◆ **Problem description**:
Write out the stretch of data from the line containing "like (393, 384)." through the end of the data again, swapping "thin tree trunk" for "slender tree trunk" and changing nothing else. Leave the pictures out of your answer.

(Dataset records)
────────────────

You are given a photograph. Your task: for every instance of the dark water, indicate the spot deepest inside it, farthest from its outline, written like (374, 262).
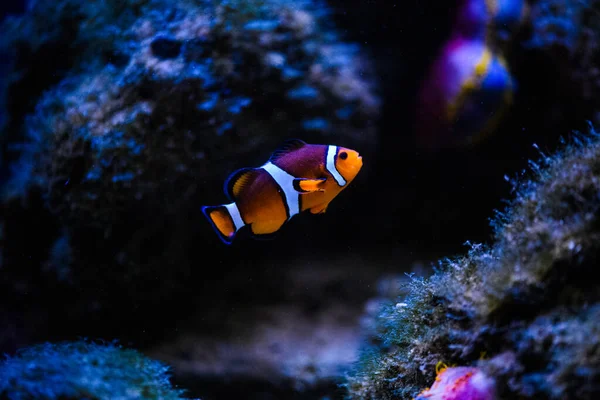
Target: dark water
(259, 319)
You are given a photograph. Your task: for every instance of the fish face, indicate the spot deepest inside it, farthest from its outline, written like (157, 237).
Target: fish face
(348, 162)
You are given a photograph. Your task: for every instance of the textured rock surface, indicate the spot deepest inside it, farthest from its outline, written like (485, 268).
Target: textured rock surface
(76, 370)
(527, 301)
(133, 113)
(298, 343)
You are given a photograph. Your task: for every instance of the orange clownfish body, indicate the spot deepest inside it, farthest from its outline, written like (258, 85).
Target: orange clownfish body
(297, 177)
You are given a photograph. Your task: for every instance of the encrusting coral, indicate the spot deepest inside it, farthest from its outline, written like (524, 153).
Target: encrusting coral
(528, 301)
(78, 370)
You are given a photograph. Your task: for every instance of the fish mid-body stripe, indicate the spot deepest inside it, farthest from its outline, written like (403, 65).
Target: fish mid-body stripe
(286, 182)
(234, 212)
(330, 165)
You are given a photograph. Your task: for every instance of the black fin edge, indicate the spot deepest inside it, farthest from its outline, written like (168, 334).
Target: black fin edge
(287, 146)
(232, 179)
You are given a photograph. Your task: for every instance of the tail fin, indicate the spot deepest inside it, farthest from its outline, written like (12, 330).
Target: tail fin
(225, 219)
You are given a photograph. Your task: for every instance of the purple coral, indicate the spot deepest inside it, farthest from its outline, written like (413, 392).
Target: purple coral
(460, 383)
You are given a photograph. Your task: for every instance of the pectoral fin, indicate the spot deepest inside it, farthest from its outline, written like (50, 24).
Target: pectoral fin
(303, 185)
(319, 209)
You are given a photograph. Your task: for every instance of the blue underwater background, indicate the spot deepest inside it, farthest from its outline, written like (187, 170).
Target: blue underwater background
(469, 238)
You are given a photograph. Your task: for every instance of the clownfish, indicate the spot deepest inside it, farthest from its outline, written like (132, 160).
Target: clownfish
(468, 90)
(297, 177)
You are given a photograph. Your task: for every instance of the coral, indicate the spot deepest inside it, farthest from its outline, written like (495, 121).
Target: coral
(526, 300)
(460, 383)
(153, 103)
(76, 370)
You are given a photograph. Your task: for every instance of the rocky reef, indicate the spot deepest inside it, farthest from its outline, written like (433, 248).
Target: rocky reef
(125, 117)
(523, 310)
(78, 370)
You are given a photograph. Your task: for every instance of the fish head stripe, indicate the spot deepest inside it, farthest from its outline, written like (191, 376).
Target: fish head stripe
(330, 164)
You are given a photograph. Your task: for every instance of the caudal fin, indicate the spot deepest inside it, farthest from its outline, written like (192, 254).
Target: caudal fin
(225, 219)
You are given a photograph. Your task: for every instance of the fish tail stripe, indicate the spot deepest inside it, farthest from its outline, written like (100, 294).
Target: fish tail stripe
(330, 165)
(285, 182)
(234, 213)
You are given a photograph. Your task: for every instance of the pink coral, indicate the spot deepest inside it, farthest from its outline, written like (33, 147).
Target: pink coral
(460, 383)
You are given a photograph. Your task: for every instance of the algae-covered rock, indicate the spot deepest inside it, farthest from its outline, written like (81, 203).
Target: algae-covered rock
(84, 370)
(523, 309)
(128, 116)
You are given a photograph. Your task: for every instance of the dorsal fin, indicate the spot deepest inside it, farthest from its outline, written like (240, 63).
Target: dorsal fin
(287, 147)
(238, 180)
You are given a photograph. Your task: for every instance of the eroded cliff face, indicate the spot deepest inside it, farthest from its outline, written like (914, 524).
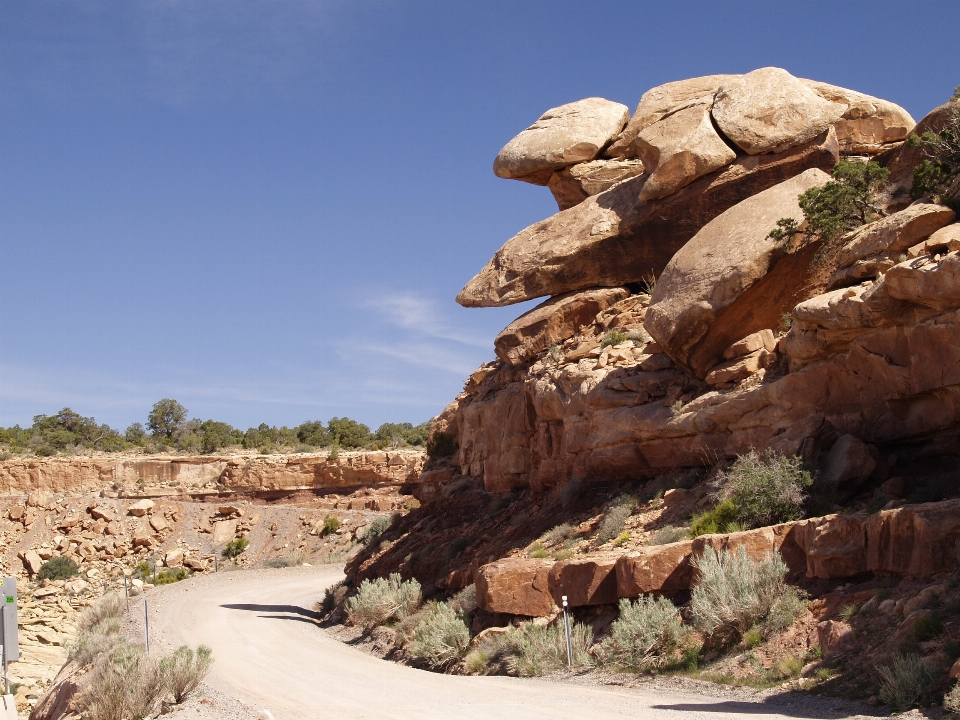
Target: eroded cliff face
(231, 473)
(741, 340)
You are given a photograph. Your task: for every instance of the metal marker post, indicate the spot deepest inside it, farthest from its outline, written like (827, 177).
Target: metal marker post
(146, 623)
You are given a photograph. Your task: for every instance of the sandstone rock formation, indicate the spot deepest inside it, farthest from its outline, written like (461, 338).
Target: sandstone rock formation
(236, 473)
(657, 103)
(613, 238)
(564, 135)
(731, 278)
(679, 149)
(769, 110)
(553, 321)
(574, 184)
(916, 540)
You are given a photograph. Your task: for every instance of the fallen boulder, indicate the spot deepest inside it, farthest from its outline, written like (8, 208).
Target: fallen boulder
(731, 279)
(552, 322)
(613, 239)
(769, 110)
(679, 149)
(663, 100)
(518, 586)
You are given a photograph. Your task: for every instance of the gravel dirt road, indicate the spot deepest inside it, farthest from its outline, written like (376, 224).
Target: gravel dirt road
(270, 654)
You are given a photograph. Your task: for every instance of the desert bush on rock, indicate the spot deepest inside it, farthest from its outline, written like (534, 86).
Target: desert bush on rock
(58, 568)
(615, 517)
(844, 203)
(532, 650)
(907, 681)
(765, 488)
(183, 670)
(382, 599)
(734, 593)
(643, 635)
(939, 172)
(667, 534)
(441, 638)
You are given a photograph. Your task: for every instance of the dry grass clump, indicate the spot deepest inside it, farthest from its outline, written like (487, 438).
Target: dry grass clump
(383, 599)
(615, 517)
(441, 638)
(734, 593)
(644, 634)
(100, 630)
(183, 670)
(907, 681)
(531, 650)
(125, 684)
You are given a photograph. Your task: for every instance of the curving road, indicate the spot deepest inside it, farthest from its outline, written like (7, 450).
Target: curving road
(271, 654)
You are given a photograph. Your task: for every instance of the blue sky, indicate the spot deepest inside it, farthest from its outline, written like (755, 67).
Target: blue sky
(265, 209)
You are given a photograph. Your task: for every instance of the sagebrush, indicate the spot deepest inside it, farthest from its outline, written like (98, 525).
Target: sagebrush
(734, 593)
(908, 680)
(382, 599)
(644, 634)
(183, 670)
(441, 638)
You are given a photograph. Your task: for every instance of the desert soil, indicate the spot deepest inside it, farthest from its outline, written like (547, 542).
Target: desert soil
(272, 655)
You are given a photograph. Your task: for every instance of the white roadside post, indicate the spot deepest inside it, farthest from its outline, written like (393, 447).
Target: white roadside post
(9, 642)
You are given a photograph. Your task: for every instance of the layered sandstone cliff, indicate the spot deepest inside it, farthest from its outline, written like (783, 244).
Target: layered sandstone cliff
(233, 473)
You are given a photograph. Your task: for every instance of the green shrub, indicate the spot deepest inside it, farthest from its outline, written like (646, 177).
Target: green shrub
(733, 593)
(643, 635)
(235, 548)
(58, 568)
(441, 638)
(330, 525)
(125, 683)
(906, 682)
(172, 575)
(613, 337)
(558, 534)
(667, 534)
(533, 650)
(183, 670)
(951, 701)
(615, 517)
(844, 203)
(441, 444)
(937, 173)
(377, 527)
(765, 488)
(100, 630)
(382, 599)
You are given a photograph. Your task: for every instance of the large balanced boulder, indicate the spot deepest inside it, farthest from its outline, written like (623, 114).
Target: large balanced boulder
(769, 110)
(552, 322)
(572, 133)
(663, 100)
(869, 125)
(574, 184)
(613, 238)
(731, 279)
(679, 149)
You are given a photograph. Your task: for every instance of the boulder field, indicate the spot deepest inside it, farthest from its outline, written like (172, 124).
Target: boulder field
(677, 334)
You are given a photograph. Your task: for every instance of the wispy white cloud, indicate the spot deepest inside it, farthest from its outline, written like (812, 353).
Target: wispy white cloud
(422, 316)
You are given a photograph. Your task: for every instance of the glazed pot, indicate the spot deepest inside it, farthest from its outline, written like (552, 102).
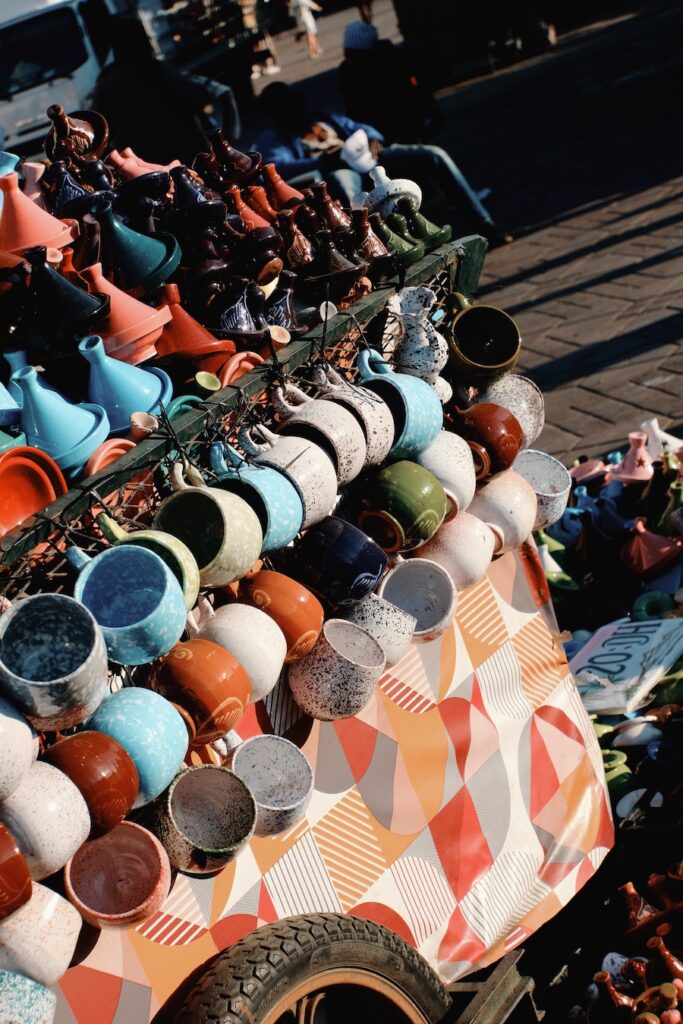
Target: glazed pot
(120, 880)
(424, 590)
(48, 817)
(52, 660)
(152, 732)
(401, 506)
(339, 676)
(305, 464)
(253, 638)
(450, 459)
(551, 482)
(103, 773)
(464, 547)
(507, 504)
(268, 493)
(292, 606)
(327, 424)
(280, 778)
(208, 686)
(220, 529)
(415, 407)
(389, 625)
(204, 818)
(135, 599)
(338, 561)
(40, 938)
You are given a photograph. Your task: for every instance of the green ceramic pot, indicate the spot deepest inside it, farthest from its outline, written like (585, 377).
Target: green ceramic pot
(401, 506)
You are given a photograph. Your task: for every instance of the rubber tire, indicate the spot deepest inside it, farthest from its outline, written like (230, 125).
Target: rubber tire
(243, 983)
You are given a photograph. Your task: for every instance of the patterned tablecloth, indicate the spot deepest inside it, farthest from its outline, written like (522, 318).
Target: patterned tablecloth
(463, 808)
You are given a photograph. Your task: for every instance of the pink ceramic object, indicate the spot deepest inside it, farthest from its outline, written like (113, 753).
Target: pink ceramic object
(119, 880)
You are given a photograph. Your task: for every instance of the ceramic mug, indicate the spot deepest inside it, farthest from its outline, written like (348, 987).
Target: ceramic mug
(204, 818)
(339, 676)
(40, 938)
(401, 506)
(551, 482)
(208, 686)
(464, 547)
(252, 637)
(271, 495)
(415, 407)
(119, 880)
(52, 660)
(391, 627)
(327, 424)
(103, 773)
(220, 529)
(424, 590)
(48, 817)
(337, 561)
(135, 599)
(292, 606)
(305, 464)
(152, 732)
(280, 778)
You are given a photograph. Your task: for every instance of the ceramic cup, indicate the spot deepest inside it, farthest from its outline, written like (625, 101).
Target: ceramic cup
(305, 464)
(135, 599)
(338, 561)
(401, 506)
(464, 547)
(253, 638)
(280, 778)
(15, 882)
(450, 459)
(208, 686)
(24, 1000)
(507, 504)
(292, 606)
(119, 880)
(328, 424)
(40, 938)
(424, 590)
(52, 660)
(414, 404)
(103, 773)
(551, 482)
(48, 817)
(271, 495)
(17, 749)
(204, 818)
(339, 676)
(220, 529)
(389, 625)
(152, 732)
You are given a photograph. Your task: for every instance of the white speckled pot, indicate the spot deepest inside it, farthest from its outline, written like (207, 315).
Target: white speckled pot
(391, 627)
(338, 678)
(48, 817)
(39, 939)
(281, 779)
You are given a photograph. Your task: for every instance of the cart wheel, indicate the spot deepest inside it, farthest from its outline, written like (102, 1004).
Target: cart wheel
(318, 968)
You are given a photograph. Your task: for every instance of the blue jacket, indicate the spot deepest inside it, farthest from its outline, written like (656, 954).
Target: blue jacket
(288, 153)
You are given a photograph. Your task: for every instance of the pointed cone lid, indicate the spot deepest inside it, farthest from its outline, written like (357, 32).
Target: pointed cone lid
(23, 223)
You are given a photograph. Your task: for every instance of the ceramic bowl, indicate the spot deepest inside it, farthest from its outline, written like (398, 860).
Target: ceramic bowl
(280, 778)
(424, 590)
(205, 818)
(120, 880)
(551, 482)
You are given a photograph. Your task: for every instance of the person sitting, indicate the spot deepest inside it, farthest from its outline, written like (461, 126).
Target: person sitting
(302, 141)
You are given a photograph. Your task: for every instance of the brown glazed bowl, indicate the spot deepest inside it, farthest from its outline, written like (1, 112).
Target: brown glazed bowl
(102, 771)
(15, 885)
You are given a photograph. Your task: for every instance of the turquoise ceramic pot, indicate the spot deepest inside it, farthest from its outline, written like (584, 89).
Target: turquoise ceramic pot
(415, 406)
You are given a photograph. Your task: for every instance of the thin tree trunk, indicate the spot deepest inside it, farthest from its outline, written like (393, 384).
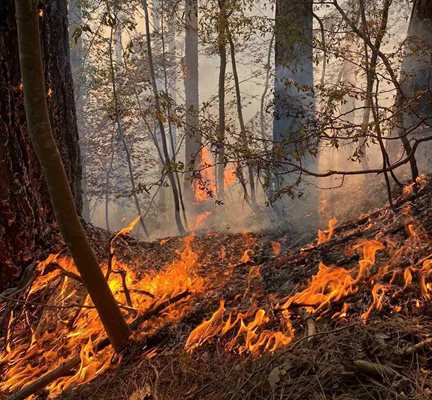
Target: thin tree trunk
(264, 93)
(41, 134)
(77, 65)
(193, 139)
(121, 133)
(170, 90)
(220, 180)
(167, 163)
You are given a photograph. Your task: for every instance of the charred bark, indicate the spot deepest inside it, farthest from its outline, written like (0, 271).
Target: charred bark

────────────────

◆ **Answer below**:
You are given a photograph. Your task: for every instance of the slender tree trunk, indicate the spot deepest inside it, farthest from its outline, written like (393, 384).
Target: slender tree trunk
(264, 93)
(41, 134)
(77, 65)
(193, 139)
(121, 133)
(170, 90)
(220, 180)
(167, 163)
You are given a photograph. Your task: for every instance of the charred bark, indicate the spot deepest inside it, farthest from its outline, written like (0, 271).
Target: charred bark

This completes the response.